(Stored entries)
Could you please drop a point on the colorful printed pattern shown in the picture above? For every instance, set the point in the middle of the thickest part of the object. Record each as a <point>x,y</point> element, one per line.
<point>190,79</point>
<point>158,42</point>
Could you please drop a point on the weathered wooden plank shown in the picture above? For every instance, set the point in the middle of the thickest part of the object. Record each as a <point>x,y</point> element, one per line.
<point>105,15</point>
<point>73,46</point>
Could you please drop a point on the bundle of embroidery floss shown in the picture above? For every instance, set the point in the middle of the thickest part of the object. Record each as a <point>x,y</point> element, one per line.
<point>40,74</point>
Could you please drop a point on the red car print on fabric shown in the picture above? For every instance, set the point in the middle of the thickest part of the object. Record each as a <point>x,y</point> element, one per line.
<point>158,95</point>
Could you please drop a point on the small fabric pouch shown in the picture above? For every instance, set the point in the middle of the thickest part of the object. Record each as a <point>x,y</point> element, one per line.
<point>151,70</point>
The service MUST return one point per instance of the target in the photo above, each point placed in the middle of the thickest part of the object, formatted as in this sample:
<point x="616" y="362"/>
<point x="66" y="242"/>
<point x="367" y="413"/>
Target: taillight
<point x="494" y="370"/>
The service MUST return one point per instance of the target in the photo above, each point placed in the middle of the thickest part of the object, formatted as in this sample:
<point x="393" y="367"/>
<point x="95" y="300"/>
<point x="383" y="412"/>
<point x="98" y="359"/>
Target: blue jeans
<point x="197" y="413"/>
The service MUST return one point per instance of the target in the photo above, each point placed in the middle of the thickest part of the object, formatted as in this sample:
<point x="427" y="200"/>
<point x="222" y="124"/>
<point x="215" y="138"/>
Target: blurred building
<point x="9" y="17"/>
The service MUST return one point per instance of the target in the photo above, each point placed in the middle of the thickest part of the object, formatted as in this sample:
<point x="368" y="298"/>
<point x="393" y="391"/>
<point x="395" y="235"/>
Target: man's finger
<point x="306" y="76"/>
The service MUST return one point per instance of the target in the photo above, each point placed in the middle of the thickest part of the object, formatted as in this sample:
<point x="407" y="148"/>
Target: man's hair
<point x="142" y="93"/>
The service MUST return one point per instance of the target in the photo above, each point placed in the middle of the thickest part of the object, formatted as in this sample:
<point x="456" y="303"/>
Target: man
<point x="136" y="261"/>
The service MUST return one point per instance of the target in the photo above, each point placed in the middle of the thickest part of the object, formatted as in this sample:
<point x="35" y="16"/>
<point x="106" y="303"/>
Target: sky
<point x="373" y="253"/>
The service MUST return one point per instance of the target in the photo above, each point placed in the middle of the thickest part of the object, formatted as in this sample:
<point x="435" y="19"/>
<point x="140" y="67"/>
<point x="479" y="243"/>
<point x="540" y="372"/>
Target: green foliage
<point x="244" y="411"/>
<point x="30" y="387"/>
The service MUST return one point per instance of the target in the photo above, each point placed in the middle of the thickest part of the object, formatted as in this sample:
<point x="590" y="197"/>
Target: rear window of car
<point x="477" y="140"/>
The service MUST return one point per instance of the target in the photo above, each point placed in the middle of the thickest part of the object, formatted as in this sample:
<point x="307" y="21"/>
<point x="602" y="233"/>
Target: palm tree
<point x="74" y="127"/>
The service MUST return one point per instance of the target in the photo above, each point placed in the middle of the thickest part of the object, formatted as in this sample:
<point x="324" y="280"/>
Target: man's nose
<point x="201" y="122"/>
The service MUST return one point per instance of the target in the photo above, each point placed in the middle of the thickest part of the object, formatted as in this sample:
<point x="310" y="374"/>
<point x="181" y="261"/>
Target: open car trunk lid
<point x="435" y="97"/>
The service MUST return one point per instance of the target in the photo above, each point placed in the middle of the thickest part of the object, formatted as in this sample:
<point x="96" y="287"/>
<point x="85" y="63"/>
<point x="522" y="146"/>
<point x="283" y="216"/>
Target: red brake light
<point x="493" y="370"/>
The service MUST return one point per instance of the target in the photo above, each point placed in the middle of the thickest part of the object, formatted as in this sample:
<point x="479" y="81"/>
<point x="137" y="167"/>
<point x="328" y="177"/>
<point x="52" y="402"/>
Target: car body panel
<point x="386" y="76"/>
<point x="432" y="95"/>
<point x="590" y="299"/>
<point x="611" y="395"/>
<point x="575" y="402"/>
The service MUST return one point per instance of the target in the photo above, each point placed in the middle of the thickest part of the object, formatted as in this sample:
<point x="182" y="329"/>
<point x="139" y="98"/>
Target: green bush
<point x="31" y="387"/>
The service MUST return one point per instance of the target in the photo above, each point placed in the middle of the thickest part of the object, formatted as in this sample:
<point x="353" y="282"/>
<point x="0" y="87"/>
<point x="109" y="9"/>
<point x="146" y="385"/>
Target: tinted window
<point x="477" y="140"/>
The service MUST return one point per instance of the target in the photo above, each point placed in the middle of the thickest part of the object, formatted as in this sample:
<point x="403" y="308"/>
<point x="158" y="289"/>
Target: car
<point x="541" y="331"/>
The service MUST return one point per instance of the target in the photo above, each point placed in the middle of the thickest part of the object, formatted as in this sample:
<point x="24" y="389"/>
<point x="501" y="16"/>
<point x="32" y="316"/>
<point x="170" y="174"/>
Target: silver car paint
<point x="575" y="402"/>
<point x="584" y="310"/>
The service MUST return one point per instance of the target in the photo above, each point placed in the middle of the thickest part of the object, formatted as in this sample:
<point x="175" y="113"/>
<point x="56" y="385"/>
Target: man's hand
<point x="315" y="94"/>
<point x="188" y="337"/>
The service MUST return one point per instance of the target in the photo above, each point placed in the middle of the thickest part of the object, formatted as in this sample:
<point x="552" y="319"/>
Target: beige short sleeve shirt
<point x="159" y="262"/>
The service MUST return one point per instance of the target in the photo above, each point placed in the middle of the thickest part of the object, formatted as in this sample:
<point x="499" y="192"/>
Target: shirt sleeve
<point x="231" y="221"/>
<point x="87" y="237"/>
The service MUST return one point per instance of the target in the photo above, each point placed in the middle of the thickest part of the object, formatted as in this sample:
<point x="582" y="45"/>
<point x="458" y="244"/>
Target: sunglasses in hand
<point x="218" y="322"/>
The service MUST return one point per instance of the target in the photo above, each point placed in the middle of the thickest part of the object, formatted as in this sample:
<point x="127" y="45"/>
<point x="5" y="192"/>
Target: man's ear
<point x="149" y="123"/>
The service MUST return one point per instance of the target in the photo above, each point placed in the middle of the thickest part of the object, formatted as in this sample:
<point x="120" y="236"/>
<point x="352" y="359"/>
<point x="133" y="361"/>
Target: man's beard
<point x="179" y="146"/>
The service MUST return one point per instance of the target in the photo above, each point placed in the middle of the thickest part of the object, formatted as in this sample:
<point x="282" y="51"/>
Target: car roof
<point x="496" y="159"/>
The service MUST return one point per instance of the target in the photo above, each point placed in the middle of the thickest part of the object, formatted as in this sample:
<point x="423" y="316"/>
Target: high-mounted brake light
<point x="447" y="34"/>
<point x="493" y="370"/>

• _WHAT THE EXERCISE ASKS_: Each record above has to be retyped exactly, with nothing left out.

• _ANSWER TO THE EXERCISE_:
Could you please drop a point on the colorful printed pattern shown in the picture above? For every instance, set the point in the middle of the thickest part of the object. Record each as a <point>x,y</point> element, one per line.
<point>190,79</point>
<point>158,42</point>
Could you please drop a point on the weathered wooden plank shown in the picture above? For every instance, set the point in the middle of the thickest part of the object. Record each as a <point>x,y</point> element, one per line.
<point>105,15</point>
<point>73,46</point>
Could you please drop a point on the bundle of embroidery floss shown in the picture above? For every instance, set the point in the middle of the thickest part of the object. Record each as a <point>x,y</point> element, one per line.
<point>40,74</point>
Could you please drop a point on the red car print on fabric shown in the picture above? For every instance, set the point in the middle of the thickest part of the object. Record each as a <point>x,y</point> element, one per line.
<point>158,95</point>
Could you please drop a point on the small fabric pouch shown in the picture above? For every instance, set the point in the middle of the thickest part of the object. Record each as a <point>x,y</point> element, one per line.
<point>151,70</point>
The service MUST return one point per instance of the target in the photo above, each point placed in the middle of the thickest part of the object, formatted as in this sample:
<point x="616" y="362"/>
<point x="66" y="242"/>
<point x="367" y="413"/>
Target: taillight
<point x="494" y="370"/>
The service MUST return one point per instance of the target in the photo above, each point placed in the middle of the thickest part of the object, formatted as in this sample:
<point x="393" y="367"/>
<point x="95" y="300"/>
<point x="383" y="412"/>
<point x="98" y="359"/>
Target: blue jeans
<point x="197" y="413"/>
The service MUST return one point per instance of the target in the photo above, each point placed in the middle of the thickest part of the object, formatted as in this sample:
<point x="427" y="200"/>
<point x="222" y="124"/>
<point x="215" y="138"/>
Target: blurred building
<point x="9" y="17"/>
The service MUST return one point per instance of the target in the photo above, each point placed in the middle of the thickest part of the object, formatted as in this sample:
<point x="368" y="298"/>
<point x="393" y="391"/>
<point x="395" y="235"/>
Target: man's finger
<point x="306" y="76"/>
The service MUST return one point per instance of the target in the photo above, each point placed in the middle of the thickest part of the object, formatted as in this sample:
<point x="407" y="148"/>
Target: man's hair
<point x="142" y="93"/>
The service MUST return one point per instance of the target in the photo above, each point placed in the middle of the thickest part of the object, formatted as in this sample:
<point x="456" y="303"/>
Target: man
<point x="136" y="261"/>
The service MUST return one point per instance of the target in the photo above, each point placed in the middle of the thickest part of the object, formatted as in this sample:
<point x="35" y="16"/>
<point x="106" y="303"/>
Target: sky
<point x="373" y="253"/>
The service MUST return one point per instance of the target in the photo above, each point placed in the middle of the thickest part of the object, formatted as in this sample:
<point x="435" y="19"/>
<point x="140" y="67"/>
<point x="479" y="243"/>
<point x="540" y="372"/>
Target: green foliage
<point x="244" y="411"/>
<point x="30" y="387"/>
The service MUST return one point per instance of the target in the photo above, each point placed in the middle of the thickest part of the object, formatted as in this sample:
<point x="590" y="197"/>
Target: rear window of car
<point x="477" y="140"/>
The service MUST return one point per instance of the target in the photo above, each point placed in the middle of the thickest part of the object, formatted as in this sample:
<point x="307" y="21"/>
<point x="602" y="233"/>
Target: palm tree
<point x="74" y="127"/>
The service MUST return one point per instance of the target in the photo above, each point placed in the middle of the thickest part of the object, formatted as in this sample:
<point x="324" y="280"/>
Target: man's nose
<point x="201" y="122"/>
The service MUST return one point per instance of the target in the photo above, each point placed in the middle of the thickest part of the object, formatted as in this sample:
<point x="310" y="374"/>
<point x="181" y="261"/>
Target: open car trunk lid
<point x="435" y="97"/>
The service MUST return one point per instance of the target in the photo above, each point placed in the middle of the thickest part of the object, formatted as in this sample:
<point x="96" y="287"/>
<point x="85" y="63"/>
<point x="522" y="146"/>
<point x="283" y="216"/>
Target: red brake light
<point x="493" y="370"/>
The service MUST return one point per instance of the target in the photo above, each point placed in the middle of the thickest part of the object, formatted as in this sample:
<point x="479" y="81"/>
<point x="137" y="167"/>
<point x="328" y="177"/>
<point x="52" y="402"/>
Target: car body panel
<point x="386" y="76"/>
<point x="432" y="95"/>
<point x="590" y="299"/>
<point x="611" y="395"/>
<point x="575" y="402"/>
The service MUST return one point per instance of the target in the photo above, each point placed in the middle of the thickest part of the object, formatted as in this sample:
<point x="182" y="329"/>
<point x="139" y="98"/>
Target: green bush
<point x="31" y="387"/>
The service MUST return one point per instance of the target in the photo above, each point placed in the middle of the thickest part of the object, formatted as in this sample:
<point x="353" y="282"/>
<point x="0" y="87"/>
<point x="109" y="9"/>
<point x="146" y="385"/>
Target: tinted window
<point x="477" y="140"/>
The service MUST return one point per instance of the target in the photo above, each point placed in the middle of the thickest part of the object, formatted as in this sample:
<point x="403" y="308"/>
<point x="158" y="289"/>
Target: car
<point x="541" y="331"/>
The service MUST return one point per instance of the target in the photo above, each point placed in the middle of the thickest part of the object, formatted as in this sample:
<point x="24" y="389"/>
<point x="501" y="16"/>
<point x="32" y="316"/>
<point x="170" y="174"/>
Target: silver car paint
<point x="575" y="402"/>
<point x="584" y="310"/>
The service MUST return one point per instance of the target in the photo above, each point placed in the middle of the thickest part of the object, formatted as in this sample:
<point x="175" y="113"/>
<point x="56" y="385"/>
Target: man's hand
<point x="315" y="94"/>
<point x="188" y="337"/>
The service MUST return one point per instance of the target in the photo above, each point placed in the middle of the thickest part of the object, formatted as in this sample:
<point x="552" y="319"/>
Target: beige short sleeve shirt
<point x="159" y="262"/>
The service MUST return one point per instance of the target in the photo above, each point placed in the middle of the thickest part of the object, formatted as in this sample:
<point x="499" y="192"/>
Target: shirt sleeve
<point x="231" y="221"/>
<point x="87" y="237"/>
The service MUST return one point per instance of the target in the photo above, each point placed in the middle of the thickest part of the object, formatted as in this sample:
<point x="582" y="45"/>
<point x="458" y="244"/>
Target: sunglasses in hand
<point x="218" y="322"/>
The service MUST return one point per instance of the target in the photo above, each point placed in the middle of the thickest part of the object, formatted as in this sample:
<point x="127" y="45"/>
<point x="5" y="192"/>
Target: man's ear
<point x="149" y="123"/>
The service MUST return one point per instance of the target in the photo above, each point placed in the middle of the thickest part of the object, formatted as in this sample:
<point x="120" y="236"/>
<point x="352" y="359"/>
<point x="133" y="361"/>
Target: man's beard
<point x="179" y="146"/>
The service MUST return one point per instance of the target in the photo above, each point placed in the middle of the thickest part of the object, formatted as in this sample:
<point x="282" y="51"/>
Target: car roof
<point x="496" y="159"/>
The service MUST return one point per instance of the target in the photo above, each point placed in the middle of the thickest part of the object, formatted as in this sample:
<point x="423" y="316"/>
Target: high-mounted brake light
<point x="447" y="34"/>
<point x="493" y="370"/>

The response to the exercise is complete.